● **COMPLETE THE FOLLOWING**
[a] Copy out the passage about the Houston abortion clinic word for word, from "That day, despite" up to and including "a different state.".
[b] Write the next part of the passage about the Houston abortion clinic, picking up after its final sentence.

A ruling on Roe v. Wade was imminent and the procedure could be banned at any time, Ivy would warn the pregnant women who approached the front desk, after the perfunctory good mornings. Friday, patients began arriving at eight o’clock, having negotiated picketers who were working the parking lot. “Let me see your I.D., mija,” Ivy said to the first woman to reach the light-filled lobby, where a large fish tank was murmuring away. The woman, dressed in black pants and a gray hoodie, was assigned a patient number to protect her privacy. Only four weeks along, she, like the vast majority of the morning’s patients, was coming for her second of two visits. As mandated by Texas law, women have to wait at least twenty-four hours after receiving paperwork and a sonogram that confirms their pregnancies. Now she was returning in hopes of having a second sonogram and then the abortion. To the right of the desk where Ivy checked her in was a framed proclamation, signed by the mayor of Houston, honoring the forty-fourth anniversary of Roe v. Wade.

That day, despite Ivy’s warnings, only a few women at the front desk seemed to register that their access to abortion was in jeopardy. The dominant concern was whether the ultrasound would determine that they were more than six weeks pregnant or had electrical activity in fetal cells—eventualities that, following the passage of a state law last September, would mean they’d be barred from receiving an abortion in Texas and need to seek care in a different state.

● **GIVEN DATA**
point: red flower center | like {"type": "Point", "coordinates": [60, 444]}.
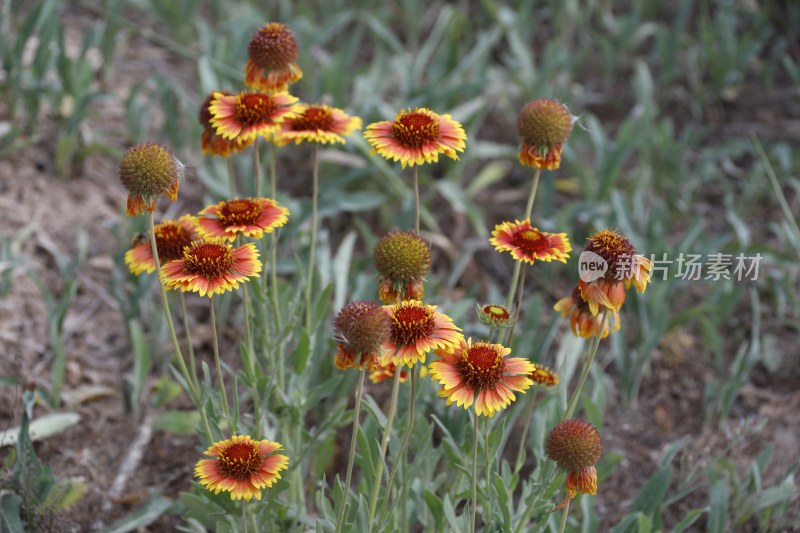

● **RESPONSES**
[a]
That day, despite Ivy’s warnings, only a few women at the front desk seemed to register that their access to abortion was in jeopardy. The dominant concern was whether the ultrasound would determine that they were more than six weeks pregnant or had electrical activity in fetal cells—eventualities that, following the passage of a state law last September, would mean they’d be barred from receiving an abortion in Texas and need to seek care in a different state.

[b]
One by one, women were called into the back of the clinic to receive their ultrasounds and counselling sessions, or to await the doctor, who had not yet appeared. A row of stiff wooden chairs where they bided their time faced a framed photograph of Portofino’s cerulean bay. As the women stared at the Italian village, or their phones, a dozen anxious staff members huddled by the front desk. One of the medical assistants placed her phone against a stack of patient files so that her colleagues could see the Supreme Court’s schedule for the day. A nurse started braiding the receptionist’s brightly dyed hair. Ivy’s boss, Sheila, who directs the clinic, had been in touch with lawyers at the A.C.L.U. “It can come any minute,” she told her colleagues of the decision, adding with a nervous smile, “My sister is trying to distract me. She just sent ...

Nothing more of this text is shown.